◆ **Assignment**
Transcribe the data that follows, exactly and in full.

◇ ◇ ◇

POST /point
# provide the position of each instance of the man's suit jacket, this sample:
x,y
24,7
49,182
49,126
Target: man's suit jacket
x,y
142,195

◇ ◇ ◇

◆ **Solution**
POST /point
# provide the position of each instance of the man's suit jacket, this sample:
x,y
24,7
49,182
49,126
Target: man's suit jacket
x,y
142,195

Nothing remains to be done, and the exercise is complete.